Today's Opinions: Recession's Impact On The Uninsured; Repeal of Health Reform? Then What?

The Recession's Awful Impact The New York Times
The record number of people last year without health insurance — 50.7 million, up from 46.3 million in 2008 — provides stark evidence of why the country desperately needs the health care reforms enacted in March (9/16).

What A Difference A Year Makes The Huffington Post
Every year about this time, the census releases its yearly numbers on the uninsured. Every year, I write an op-ed or a blog post. Every year, I get a little more depressed (Aaron Carroll, 9/16).

Cost Savings Of Tort Reform Exaggerated The (Memphis, Tenn.) Commercial Appeal
Defensive medicine is not a trivial issue but we have the proverbial bigger fish to fry (Cyril Chang, 9/17).

Repeal Reform? Then What? The (Memphis, Tenn.) Commercial Appeal
In the alternative, it would be helpful to know how repeal advocates plan to preserve the obviously beneficial aspects of the law and repeal provisions, such as its much-maligned universal coverage mandate, that make more desirable reforms affordable (9/17).

Health Costs' New Reality Bellevue (Wash.) Reporter
The news that employees are being asked to pay a greater share of their health care costs shouldn't come as a surprise. That's been the trend for some time now with private companies. Now that change needs to be understood by union employees of private business and government workers (9/16).

──────────────────────────────

Your task: Continue the roundup of health care opinion pieces from where it ends. The records have no connection to the opinion roundup above.

(Data for pointing to described regions)
──────────────────────────────

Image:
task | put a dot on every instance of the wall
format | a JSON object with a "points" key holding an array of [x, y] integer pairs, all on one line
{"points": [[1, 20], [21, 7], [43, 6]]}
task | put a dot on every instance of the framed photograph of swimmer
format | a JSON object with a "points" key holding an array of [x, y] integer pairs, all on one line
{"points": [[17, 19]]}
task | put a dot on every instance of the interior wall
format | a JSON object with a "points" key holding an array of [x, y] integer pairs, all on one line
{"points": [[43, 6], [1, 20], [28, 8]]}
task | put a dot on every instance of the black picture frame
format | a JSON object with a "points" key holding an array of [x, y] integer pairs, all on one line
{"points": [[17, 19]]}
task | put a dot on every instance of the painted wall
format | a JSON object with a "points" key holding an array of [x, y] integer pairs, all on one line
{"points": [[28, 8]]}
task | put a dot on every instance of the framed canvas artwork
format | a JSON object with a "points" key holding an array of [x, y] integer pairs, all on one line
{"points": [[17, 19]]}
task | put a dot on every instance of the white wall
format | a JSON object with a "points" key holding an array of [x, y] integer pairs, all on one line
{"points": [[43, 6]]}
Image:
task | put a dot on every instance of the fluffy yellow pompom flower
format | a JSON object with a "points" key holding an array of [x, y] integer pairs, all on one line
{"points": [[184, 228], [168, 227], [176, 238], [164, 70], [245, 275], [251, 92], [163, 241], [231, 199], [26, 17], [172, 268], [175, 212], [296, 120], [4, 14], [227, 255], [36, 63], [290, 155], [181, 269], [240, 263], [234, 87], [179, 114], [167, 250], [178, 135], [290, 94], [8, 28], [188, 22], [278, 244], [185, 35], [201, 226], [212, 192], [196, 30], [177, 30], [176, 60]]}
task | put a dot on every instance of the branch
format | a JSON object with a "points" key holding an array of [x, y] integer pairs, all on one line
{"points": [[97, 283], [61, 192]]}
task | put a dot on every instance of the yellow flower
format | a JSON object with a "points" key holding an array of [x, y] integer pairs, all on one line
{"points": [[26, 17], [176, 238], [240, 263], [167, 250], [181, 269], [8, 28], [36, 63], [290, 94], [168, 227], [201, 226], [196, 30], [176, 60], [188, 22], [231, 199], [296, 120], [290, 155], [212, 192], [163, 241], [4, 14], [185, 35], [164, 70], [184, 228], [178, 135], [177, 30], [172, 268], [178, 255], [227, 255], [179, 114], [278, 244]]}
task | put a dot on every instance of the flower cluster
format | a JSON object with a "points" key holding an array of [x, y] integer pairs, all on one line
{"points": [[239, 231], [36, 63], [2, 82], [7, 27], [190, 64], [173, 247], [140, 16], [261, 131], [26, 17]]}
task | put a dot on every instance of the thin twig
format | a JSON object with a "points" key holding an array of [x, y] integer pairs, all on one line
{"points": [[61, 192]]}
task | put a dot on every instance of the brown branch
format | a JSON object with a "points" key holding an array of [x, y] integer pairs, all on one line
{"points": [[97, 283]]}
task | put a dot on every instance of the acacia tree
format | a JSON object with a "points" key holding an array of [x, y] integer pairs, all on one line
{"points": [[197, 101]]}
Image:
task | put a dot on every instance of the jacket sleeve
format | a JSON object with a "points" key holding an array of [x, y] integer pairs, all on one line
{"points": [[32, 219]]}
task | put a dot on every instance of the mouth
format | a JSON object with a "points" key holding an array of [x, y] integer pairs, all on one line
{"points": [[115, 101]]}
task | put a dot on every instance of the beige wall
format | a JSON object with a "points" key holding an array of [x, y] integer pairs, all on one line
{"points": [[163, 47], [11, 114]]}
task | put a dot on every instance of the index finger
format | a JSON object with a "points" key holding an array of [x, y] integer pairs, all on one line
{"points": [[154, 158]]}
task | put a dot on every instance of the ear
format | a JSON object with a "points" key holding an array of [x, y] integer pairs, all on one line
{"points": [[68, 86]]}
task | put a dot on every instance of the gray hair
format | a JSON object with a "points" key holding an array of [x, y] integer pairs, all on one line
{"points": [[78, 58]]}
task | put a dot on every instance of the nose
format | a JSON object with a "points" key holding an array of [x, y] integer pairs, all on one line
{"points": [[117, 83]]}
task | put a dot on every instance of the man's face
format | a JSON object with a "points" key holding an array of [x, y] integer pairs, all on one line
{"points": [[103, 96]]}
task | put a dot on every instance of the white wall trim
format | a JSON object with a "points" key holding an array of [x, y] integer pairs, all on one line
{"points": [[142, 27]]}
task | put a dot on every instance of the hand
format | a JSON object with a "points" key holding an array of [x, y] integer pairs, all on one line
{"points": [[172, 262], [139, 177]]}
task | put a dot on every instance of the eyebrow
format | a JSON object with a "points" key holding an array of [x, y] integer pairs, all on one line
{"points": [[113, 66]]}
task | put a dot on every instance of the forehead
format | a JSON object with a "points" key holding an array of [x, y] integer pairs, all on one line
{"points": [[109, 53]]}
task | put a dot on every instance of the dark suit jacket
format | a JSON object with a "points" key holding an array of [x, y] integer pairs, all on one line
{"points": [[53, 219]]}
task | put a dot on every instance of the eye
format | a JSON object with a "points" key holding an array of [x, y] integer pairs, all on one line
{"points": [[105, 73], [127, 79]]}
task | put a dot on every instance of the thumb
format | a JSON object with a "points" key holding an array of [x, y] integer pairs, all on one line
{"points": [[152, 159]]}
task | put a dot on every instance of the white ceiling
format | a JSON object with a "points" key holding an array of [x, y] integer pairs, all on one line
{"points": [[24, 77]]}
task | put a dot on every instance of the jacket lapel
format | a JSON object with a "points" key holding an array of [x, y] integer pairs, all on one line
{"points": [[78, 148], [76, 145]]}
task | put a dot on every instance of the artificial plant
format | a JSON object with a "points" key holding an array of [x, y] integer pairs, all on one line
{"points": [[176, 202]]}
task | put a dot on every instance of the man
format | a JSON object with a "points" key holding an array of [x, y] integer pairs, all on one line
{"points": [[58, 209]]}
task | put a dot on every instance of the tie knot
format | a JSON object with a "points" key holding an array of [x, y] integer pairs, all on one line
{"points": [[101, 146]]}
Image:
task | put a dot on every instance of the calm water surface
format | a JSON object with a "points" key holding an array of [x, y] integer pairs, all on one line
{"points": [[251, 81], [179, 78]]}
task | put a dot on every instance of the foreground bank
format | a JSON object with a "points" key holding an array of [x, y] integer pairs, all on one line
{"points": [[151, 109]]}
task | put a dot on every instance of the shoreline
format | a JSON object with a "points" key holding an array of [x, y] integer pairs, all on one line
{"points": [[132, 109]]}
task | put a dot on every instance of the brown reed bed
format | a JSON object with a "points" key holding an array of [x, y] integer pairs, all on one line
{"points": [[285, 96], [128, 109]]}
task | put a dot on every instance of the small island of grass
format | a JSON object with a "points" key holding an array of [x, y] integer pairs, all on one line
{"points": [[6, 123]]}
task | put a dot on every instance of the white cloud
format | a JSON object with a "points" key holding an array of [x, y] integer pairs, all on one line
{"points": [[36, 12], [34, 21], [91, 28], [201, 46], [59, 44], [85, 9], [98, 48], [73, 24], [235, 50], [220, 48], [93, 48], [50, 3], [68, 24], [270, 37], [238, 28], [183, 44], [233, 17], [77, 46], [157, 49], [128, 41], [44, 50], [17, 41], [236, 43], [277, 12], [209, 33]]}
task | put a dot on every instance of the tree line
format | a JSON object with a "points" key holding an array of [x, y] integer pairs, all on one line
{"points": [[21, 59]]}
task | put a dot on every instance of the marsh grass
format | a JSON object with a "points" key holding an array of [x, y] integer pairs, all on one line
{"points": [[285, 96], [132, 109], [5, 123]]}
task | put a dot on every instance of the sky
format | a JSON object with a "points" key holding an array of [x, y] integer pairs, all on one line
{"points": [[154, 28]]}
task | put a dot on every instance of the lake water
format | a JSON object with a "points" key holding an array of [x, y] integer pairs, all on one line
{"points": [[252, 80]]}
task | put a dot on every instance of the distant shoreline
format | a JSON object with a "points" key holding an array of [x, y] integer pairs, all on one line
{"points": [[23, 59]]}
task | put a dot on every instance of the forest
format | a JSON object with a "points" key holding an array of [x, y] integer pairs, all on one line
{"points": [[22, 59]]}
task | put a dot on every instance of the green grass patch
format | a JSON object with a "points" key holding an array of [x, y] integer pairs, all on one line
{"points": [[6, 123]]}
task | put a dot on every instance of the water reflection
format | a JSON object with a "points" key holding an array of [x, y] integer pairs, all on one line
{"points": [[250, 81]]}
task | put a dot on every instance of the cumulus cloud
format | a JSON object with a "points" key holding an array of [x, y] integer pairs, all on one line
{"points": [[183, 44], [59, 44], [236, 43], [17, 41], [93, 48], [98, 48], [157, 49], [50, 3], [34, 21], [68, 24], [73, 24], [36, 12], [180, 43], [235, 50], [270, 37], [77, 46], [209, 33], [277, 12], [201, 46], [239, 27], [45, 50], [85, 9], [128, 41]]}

──────────────────────────────

Response area:
When The Candidates Lack Insurance Des Moines Register
The new health reform law eventually will require Americans to purchase insurance and it will provide opportunities in so-called exchanges where they can go to buy it. A few years from now, the editorial-page staff doesn't expect to come across political candidates who are uninsured (9/17).

What Makes A Good Doctor? Can We Measure It? CNN
I confess that I am biased, since I work in an urban clinic with an underserved population. My colleagues are superb, committed doctors in whom I'd trust the medical care of my family in a heartbeat. But beyond my own instinct, I think the data support that our current "quality measures" do not necessarily reflect who is a good doctor and who is a lousy doctor (Dr. Danielle Ofri, 9/16).